--- start Passage ---
This new statistical grouping of 19 economies comprises South-East Europe (Albania, Bosnia and Herzegovina, Bulgaria, Croatia, the former Yugoslav Republic of Macedonia, Romania and Serbia and Montenegro) and the CIS (Armenia, Azerbaijan, Belarus, Georgia, Kazakhstan, Kyrgyzstan, the Republic of Moldova, the Russian Federation, Tajikistan, Turkmenistan, the Ukraine and Uzbekistan). It replaces the former Central and Eastern Europe category, of which the eight countries that joined the EU in 2004 were reclassified as developed countries.
Of the 19 countries, only three received lower amounts of FDI than in 2003. FDI was concentrated in five nations, which together accounted for 81% of the total: Azerbaijan, Bulgaria, Kazakhstan, Romania and the Russian Federation.
--- end Passage ---
--- start Information shown ---
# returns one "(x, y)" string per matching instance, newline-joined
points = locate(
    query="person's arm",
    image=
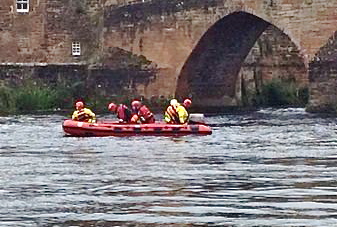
--- end Information shown ---
▶ _Parts of the exercise_:
**A)** Answer these about the passage on the South-East Europe and CIS grouping, one line each:
(i) How many economies make up the new grouping?
(ii) Which category does the grouping replace?
(iii) What share of the total FDI did the five leading nations account for?
**B)** Summarize the passage on the South-East Europe and CIS grouping in two sentences.
**C)** Carry the passage on the South-East Europe and CIS grouping on from its final sentence.

▶ _Results for each task_:
**A)**
(i) 19
(ii) The former Central and Eastern Europe category
(iii) 81%

**B)** A new statistical grouping of 19 economies in South-East Europe and the CIS replaces the former Central and Eastern Europe category, whose eight countries that joined the EU in 2004 were reclassified as developed countries. Only three of the 19 received less FDI than in 2003, and five nations (Azerbaijan, Bulgaria, Kazakhstan, Romania and the Russian Federation) accounted for 81% of the total.

**C)**
The two European Union candidate countries of Bulgaria and Romania were the main recipients of FDI inflows to South-East Europe. Romania´s record US$ 5 billion was partly the result of privatization of its downstream oil company, Petrom, through acquisition by OMV of Austria. In Bulgaria, Telekom Austria acquired the telecom operator MobilTel, while Viva Ventures of the United States took majority control of the Bulgarian Telecommunications Company.
Among CIS countries, FDI was driven mostly by projects in natural resources, especially petroleum and natural gas, according to the report. Petroleum and natural gas extraction in the Russian Federation, and especially projects centred on Sakhalin Island in the country´s far east, attracted large investments in 2004. FDI into Russia was further augmented by the return of some Russian capital from Cyprus and Luxembourg. Azerbaijan benefited from a combination of high oil prices and the prospect of the imminent opening of an oil pipeline linking the Azeri capital of Baku with the Turkish Mediterranean port of Ceyhan. Both factors spurred FDI flows to the petroleum sector in Azerbaijan, the report says. And in Kazakhstan, a surge in FDI led to a 16% rise in oil and gas output last year.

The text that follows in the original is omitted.